Rows from a dataset:
'''

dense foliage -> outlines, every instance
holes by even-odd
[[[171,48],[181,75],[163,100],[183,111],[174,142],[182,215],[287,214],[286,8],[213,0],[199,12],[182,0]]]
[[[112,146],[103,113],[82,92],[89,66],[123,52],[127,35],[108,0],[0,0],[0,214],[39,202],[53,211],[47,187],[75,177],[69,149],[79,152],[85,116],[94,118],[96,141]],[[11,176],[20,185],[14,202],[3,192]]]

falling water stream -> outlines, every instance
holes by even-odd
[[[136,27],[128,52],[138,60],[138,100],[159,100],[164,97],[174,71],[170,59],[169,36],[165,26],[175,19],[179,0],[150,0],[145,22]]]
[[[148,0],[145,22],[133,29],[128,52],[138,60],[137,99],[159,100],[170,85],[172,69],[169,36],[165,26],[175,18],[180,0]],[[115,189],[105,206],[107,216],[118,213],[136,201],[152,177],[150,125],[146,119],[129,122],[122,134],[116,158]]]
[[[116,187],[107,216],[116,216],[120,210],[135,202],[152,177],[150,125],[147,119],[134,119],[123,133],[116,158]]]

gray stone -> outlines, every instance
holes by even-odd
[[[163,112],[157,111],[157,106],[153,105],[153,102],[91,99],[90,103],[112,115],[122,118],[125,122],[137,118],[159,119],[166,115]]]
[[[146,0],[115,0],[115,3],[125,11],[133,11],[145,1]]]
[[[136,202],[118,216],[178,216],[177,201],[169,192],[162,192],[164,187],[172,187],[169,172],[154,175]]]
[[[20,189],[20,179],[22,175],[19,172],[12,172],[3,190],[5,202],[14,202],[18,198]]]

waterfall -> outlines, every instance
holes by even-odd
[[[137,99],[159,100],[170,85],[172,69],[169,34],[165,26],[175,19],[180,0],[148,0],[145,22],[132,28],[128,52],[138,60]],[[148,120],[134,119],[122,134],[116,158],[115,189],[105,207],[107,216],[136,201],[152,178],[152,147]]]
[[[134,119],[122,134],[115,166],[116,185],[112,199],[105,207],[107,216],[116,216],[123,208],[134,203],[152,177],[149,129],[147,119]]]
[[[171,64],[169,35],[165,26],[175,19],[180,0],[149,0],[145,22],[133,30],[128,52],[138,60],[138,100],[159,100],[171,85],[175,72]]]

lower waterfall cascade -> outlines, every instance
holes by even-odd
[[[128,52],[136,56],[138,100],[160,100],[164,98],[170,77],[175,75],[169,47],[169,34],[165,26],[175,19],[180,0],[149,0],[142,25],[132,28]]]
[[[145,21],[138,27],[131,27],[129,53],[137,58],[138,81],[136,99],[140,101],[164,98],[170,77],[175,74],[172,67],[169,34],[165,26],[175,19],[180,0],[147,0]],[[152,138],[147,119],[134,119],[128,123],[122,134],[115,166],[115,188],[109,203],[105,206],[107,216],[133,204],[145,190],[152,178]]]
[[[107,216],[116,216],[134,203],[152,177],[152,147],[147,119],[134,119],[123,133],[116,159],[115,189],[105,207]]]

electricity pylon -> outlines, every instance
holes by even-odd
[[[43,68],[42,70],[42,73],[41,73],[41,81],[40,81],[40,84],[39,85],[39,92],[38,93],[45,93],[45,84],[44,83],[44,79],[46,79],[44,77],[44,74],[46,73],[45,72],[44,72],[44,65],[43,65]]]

'''

WHAT THE TASK REQUIRES:
Recast every line of the rows above as a numbered list, leaving out the blank lines.

EXERCISE OUTPUT:
1. dense foliage -> outlines, every instance
2. holes by even-odd
3. [[[171,48],[181,75],[163,100],[183,111],[174,142],[182,215],[287,214],[286,8],[213,0],[199,12],[182,0]]]
4. [[[112,146],[103,113],[82,92],[89,66],[123,52],[127,35],[108,0],[0,0],[0,214],[39,202],[53,211],[47,187],[75,177],[69,149],[79,152],[85,116],[94,118],[96,141]],[[11,176],[20,185],[14,202],[3,192]]]
5. falling water stream -> outlines, every instance
6. holes by even-odd
7. [[[136,27],[128,52],[138,60],[138,100],[159,100],[164,97],[174,71],[170,59],[169,36],[165,26],[175,19],[179,0],[150,0],[145,22]]]
8. [[[148,0],[145,22],[133,29],[128,52],[138,60],[137,99],[159,100],[170,85],[172,69],[169,36],[165,26],[175,18],[180,0]],[[115,189],[105,206],[107,216],[118,213],[136,201],[152,177],[150,125],[146,119],[129,122],[122,134],[116,158]]]
9. [[[116,187],[107,216],[116,216],[120,210],[135,202],[152,177],[150,125],[147,119],[134,119],[123,133],[116,158]]]
10. gray stone -> outlines, every instance
11. holes by even-odd
12. [[[163,112],[157,111],[157,106],[153,105],[153,102],[91,99],[90,103],[112,115],[122,118],[125,122],[137,118],[159,119],[166,115]]]
13. [[[146,0],[115,0],[115,3],[125,11],[133,11],[145,1]]]
14. [[[136,202],[118,216],[178,216],[177,201],[169,192],[162,192],[164,187],[172,187],[169,172],[154,175]]]
15. [[[20,189],[20,179],[22,175],[19,172],[12,172],[3,190],[5,202],[14,202],[18,198]]]
16. waterfall -> outlines, every instance
17. holes by even-odd
18. [[[137,99],[159,100],[170,85],[172,69],[169,34],[165,26],[175,19],[180,0],[148,0],[145,22],[132,28],[128,52],[138,60]],[[148,120],[134,119],[122,134],[116,158],[115,189],[105,207],[107,216],[136,201],[152,178],[152,147]]]
19. [[[134,119],[122,134],[115,166],[116,185],[112,199],[105,207],[107,216],[116,216],[123,208],[134,203],[152,177],[149,129],[147,119]]]
20. [[[171,64],[169,35],[165,26],[175,19],[180,0],[149,0],[145,22],[133,30],[128,52],[138,60],[138,100],[159,100],[171,85],[175,72]]]
21. lower waterfall cascade -> outlines, every instance
22. holes by even-odd
23. [[[128,52],[136,56],[138,100],[160,100],[164,98],[170,77],[175,75],[169,47],[169,34],[165,26],[175,19],[180,0],[149,0],[142,25],[132,28]]]
24. [[[145,21],[138,27],[131,27],[129,53],[137,58],[138,81],[136,99],[140,101],[164,98],[170,77],[175,74],[172,67],[169,34],[165,26],[175,19],[180,0],[147,0]],[[152,138],[147,119],[134,119],[128,123],[122,134],[115,166],[115,188],[109,203],[105,206],[107,216],[133,204],[145,190],[152,178]]]
25. [[[107,216],[116,216],[134,203],[152,177],[152,147],[147,119],[134,119],[123,133],[116,159],[115,189],[105,207]]]
26. electricity pylon -> outlines, every instance
27. holes by even-odd
28. [[[43,68],[42,70],[42,73],[41,73],[41,81],[40,81],[40,84],[39,85],[39,92],[38,93],[45,93],[45,84],[44,83],[44,79],[46,79],[44,77],[44,74],[46,73],[45,72],[44,72],[44,65],[43,65]]]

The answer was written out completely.